- EXERCISE GOAL: Reproduce the records below line for line, starting at the line that contains "the ice slope" and continuing through the end of the records. Omit the pictures.

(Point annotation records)
________

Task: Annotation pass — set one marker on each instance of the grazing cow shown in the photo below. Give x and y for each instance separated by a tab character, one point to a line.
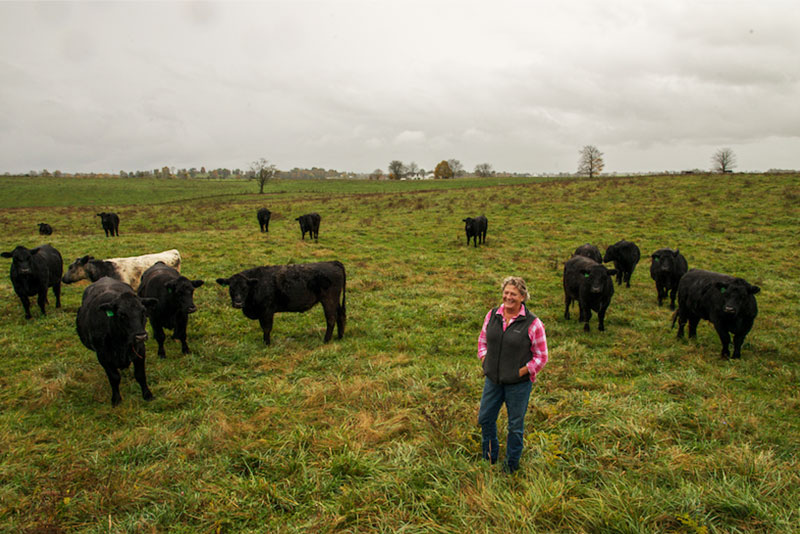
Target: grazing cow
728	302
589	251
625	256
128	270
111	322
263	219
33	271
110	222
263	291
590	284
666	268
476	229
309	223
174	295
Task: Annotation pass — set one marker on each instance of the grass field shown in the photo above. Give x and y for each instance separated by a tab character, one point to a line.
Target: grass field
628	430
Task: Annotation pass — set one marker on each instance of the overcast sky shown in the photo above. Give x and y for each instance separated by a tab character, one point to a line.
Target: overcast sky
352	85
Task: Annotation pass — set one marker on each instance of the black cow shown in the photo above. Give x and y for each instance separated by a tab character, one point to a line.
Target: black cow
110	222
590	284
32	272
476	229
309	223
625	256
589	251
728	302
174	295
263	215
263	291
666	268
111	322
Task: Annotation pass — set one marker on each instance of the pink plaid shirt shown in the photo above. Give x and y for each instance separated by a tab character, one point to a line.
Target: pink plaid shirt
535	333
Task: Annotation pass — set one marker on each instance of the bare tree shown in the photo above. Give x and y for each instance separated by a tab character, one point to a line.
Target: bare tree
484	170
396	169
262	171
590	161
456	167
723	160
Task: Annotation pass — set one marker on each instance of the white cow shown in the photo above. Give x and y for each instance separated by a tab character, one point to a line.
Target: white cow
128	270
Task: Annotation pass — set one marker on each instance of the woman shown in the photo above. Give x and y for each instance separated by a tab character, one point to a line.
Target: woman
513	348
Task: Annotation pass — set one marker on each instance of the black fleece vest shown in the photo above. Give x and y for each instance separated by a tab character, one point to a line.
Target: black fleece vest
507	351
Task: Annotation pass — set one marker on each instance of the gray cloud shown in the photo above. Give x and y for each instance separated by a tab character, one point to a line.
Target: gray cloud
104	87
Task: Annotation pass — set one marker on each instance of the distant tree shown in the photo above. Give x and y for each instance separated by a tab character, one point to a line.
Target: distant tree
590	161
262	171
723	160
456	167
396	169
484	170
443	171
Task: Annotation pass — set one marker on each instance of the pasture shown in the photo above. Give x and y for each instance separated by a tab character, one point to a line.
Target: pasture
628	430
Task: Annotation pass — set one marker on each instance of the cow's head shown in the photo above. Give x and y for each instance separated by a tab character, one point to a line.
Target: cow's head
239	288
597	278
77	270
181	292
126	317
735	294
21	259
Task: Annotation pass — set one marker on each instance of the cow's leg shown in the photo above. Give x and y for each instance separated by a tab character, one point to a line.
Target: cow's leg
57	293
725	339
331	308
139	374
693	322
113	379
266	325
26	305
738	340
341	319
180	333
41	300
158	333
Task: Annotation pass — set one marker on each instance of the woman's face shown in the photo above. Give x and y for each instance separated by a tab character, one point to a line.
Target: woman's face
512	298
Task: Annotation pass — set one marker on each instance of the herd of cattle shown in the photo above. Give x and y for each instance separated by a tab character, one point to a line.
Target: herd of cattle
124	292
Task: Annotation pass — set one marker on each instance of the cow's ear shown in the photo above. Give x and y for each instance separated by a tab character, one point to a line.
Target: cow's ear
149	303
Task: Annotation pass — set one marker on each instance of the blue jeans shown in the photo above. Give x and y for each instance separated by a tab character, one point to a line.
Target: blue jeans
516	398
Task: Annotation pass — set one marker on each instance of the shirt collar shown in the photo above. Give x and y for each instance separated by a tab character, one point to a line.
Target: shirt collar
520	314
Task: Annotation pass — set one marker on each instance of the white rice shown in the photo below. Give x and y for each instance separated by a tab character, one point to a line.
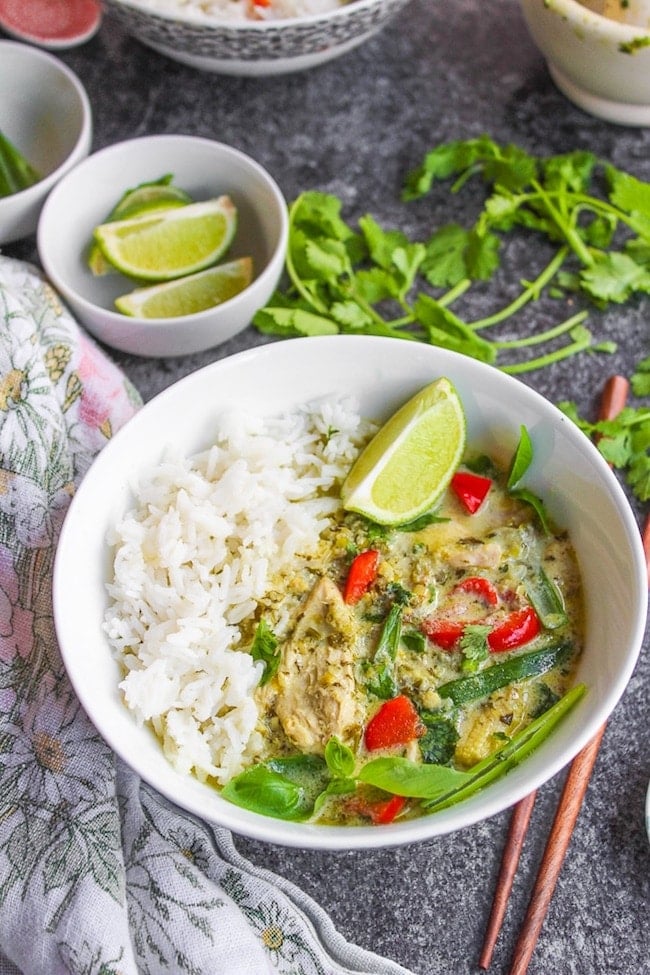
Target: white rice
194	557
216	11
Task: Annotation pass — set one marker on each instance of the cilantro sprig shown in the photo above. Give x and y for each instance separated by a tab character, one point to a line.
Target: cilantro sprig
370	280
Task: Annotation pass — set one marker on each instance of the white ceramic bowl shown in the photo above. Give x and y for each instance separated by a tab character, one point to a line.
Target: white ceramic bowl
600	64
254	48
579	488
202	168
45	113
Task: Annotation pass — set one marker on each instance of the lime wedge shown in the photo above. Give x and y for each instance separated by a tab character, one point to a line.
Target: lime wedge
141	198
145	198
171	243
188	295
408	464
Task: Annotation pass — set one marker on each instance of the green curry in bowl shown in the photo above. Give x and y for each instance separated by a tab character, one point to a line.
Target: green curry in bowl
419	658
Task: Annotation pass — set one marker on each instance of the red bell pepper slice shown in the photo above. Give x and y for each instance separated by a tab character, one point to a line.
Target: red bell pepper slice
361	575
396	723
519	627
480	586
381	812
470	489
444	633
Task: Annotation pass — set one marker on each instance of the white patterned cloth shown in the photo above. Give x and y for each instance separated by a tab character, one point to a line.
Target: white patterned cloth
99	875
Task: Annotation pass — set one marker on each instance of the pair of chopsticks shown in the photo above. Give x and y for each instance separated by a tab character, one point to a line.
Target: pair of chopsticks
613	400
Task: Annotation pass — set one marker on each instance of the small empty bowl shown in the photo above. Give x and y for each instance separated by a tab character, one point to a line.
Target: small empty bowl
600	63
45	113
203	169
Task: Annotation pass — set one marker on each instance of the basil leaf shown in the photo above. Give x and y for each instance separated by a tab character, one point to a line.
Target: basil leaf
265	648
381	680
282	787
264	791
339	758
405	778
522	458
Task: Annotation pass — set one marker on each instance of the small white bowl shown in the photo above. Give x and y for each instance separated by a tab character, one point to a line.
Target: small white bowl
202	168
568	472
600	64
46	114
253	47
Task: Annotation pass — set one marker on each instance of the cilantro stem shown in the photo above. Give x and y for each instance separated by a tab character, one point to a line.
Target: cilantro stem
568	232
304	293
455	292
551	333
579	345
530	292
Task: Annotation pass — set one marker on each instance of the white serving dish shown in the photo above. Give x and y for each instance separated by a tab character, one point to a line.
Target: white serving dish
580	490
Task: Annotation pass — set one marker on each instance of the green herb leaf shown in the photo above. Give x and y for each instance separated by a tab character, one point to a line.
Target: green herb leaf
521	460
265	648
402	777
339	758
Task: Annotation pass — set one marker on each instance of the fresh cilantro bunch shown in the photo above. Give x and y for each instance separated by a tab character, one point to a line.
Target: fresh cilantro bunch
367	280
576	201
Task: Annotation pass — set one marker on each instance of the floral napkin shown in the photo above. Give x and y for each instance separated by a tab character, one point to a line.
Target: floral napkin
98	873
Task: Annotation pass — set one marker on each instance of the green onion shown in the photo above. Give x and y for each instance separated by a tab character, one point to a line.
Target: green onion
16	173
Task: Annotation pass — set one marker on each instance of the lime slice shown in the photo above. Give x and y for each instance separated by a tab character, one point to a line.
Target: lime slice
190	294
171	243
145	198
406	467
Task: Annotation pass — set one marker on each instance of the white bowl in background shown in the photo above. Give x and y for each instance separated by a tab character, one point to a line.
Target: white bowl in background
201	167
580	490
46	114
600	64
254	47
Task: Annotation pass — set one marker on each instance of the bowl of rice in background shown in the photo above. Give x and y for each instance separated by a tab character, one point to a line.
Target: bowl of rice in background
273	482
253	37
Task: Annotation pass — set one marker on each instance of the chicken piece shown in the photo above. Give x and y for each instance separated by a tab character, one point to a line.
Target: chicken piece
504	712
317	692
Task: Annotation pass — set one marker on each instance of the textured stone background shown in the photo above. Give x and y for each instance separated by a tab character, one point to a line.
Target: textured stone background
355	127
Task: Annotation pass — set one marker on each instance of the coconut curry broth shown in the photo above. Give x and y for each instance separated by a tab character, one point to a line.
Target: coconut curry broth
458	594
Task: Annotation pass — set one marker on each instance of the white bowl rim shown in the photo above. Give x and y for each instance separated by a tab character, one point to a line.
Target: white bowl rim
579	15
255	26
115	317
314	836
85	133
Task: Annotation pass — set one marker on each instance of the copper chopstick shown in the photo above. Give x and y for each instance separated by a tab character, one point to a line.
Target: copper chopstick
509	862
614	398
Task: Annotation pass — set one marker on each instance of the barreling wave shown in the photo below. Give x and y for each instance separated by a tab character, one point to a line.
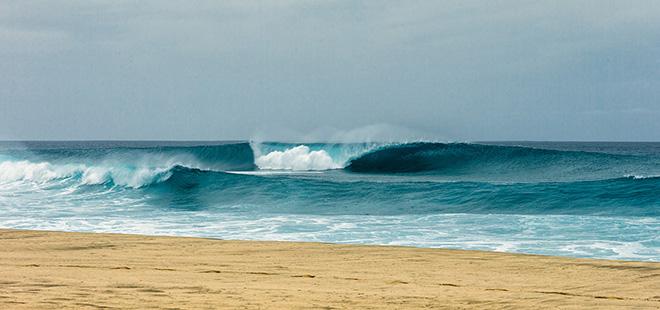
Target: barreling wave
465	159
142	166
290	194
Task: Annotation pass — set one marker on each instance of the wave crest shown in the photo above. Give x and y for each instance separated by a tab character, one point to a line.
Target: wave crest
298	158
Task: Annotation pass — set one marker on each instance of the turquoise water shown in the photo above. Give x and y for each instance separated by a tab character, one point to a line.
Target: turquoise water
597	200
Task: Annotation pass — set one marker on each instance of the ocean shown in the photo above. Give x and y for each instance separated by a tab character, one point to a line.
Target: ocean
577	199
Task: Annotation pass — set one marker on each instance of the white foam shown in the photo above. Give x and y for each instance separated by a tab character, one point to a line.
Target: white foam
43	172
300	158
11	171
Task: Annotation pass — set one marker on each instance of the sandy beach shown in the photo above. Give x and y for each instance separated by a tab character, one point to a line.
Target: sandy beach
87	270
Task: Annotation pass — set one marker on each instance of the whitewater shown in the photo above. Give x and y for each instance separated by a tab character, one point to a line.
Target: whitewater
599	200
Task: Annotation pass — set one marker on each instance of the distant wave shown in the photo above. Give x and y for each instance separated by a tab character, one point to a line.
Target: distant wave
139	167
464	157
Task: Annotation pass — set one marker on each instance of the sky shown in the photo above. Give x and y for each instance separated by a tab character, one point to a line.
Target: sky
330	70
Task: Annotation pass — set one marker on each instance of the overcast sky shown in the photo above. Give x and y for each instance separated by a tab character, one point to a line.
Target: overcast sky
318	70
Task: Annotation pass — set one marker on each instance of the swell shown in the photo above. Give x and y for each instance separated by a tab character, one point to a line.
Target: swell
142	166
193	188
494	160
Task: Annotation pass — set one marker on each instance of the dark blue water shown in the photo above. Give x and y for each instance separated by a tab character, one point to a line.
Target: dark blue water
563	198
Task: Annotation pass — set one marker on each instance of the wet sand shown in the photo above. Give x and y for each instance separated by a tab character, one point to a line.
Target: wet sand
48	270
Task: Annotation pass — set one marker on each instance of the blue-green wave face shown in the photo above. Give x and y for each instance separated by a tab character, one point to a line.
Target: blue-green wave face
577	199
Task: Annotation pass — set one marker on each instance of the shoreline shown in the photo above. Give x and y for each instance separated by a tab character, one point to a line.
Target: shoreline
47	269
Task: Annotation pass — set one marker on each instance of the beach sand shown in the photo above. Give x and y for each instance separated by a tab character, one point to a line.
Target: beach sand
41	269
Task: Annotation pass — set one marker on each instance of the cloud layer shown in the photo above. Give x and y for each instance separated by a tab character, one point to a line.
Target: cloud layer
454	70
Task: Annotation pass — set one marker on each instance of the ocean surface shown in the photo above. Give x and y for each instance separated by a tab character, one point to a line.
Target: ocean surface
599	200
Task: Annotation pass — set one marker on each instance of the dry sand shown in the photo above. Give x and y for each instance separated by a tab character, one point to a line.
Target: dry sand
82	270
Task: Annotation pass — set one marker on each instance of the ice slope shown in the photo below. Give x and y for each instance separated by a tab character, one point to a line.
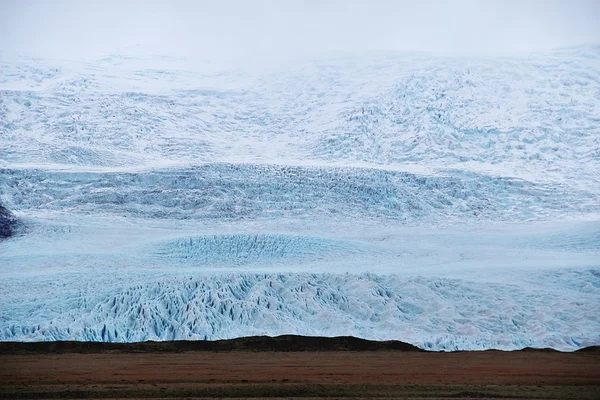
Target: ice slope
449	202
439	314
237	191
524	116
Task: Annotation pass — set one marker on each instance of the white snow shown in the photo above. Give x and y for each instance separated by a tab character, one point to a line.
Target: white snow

________

- EXPECTED ANSWER:
Task: Annotation pass — set one marker on each instance of the ice slope shown in the photo below. Give x and y for each instance separated by a tab character, one point to a line.
Target: ice slope
449	202
439	314
237	191
524	116
Task: Annotation pass — set one marker on each instance of the white snow shown in the photo above. Give x and y for each instance separated by a tab character, one point to a line.
Target: white snow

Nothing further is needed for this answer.